-------- Text provided --------

Crunching the Numbers

Any investment requires a certain amount of vulnerability.  We leverage our decision to engage, justifying it based on reputation, effort, or expectation. It is an exercise in risk management, a determination of cost versus glory. It challenges: what blow will you be willing to absorb in order to gain (insert figure)? It stakes short term expenditure against future dividends, wagering the now against the possibility.

We all have assets. When it comes to relationships, we all are assets. We invest ourselves. We base our opinions of our partner similarly as that of where we’d place our money: on past successes, their current market value, or reliable projection data. There is a transfer of emotional capital, all limited by the quintessential factor of trust.

Return on Investment

The most shrewd investors possess something that emotions can interfere with: reasonable expectations. When they review a business model, a value proposition, or just general earnings potential, they are looking for two things (among many):

1. The proprietary nature of the business

What makes it unique? Can another rendition of it be made and compete successfully? Can it become (and remain) a market leader?

2. Where (and if) it fits in their portfolio

What you support says a great deal about who you are. They think: “What would this affiliation say about me? Does it accurately reflect what I embody?”

In any relationship, the same considerations are taken into account:

1. What is special about this person (and how do they make me feel the same)?

2. Does this person help me: a) become better b) accomplish goals (and vice versa)?

When you align yourself with the right person, it reduces conflict and the weight of the investment. A responsibility does not have to be a burden. It becomes a passion and not a chore.

On Track

It will be tested, so you must employ the right metrics and safeguards. At the end of the day (and everyday for that matter), we judge by results. In a relationship, it may not be black and white, but it might be simpler seen as black or red. There is a healthy inclination to trace the bottom line, but an anxious one too.

Sometimes you meticulously analyze your margins, sometimes you go with your gut.

Be patient, choose wisely.

3 Comment

  1. What an awesome read Thierry!

  2. Jenelle, thank you for reading! My goal (with this specific post and most of my work) was to present a way to simplify something we tend to overcomplicate. Just because relationships aren’t easy, that doesn’t mean that some parts can’t be simple.

-------- Data records --------

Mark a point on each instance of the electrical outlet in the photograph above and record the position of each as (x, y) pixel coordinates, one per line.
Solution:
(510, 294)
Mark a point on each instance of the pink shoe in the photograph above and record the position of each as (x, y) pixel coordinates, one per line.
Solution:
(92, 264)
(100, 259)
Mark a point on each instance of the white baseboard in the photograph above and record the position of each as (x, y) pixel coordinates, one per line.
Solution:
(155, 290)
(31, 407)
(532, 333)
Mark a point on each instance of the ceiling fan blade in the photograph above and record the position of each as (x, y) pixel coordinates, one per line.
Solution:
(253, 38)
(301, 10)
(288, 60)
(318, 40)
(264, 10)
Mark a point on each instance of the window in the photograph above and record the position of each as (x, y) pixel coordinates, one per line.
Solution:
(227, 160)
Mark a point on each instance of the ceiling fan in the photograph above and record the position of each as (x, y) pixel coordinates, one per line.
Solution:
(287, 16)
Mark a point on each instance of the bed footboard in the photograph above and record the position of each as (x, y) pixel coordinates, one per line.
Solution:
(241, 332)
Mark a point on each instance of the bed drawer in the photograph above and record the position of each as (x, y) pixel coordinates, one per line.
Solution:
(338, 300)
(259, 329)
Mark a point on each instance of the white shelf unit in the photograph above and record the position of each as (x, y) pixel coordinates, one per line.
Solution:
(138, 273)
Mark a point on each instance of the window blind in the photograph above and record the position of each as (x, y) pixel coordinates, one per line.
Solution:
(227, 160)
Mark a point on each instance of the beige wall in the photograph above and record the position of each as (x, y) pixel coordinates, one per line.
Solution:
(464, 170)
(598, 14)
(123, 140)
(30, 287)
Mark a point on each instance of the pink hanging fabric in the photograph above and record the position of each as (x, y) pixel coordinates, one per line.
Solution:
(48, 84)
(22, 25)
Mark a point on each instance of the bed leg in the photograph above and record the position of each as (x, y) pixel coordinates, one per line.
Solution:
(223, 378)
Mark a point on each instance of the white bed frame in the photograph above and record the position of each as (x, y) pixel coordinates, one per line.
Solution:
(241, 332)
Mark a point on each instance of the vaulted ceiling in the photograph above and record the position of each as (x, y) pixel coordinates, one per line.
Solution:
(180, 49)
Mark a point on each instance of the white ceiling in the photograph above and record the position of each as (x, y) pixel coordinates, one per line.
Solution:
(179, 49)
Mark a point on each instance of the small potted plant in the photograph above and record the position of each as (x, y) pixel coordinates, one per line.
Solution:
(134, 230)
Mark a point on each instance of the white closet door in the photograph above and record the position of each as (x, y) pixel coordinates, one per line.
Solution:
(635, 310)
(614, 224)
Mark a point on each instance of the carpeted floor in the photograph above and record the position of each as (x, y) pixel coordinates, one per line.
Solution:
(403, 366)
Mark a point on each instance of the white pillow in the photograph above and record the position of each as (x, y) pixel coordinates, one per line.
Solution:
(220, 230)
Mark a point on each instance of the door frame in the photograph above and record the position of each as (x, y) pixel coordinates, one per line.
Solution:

--------

Work order A =>
In the post on relationships as investments, why does aligning yourself with the right person make a difference, according to the author?
Work order B =>
According to the post on relationships as investments, what factor limits the transfer of emotional capital?
Work order C =>
Quote everything in the post on relationships as investments from "1. What an awesome" down to "can’t be simple.".

Problem solution A =>
Aligning yourself with the right person reduces conflict and the weight of the investment. The responsibility then no longer has to be a burden and becomes a passion rather than a chore.

Problem solution B =>
The transfer of emotional capital is limited by trust.

Problem solution C =>
1. What an awesome read Thierry!

  2. Jenelle, thank you for reading! My goal (with this specific post and most of my work) was to present a way to simplify something we tend to overcomplicate. Just because relationships aren’t easy, that doesn’t mean that some parts can’t be simple.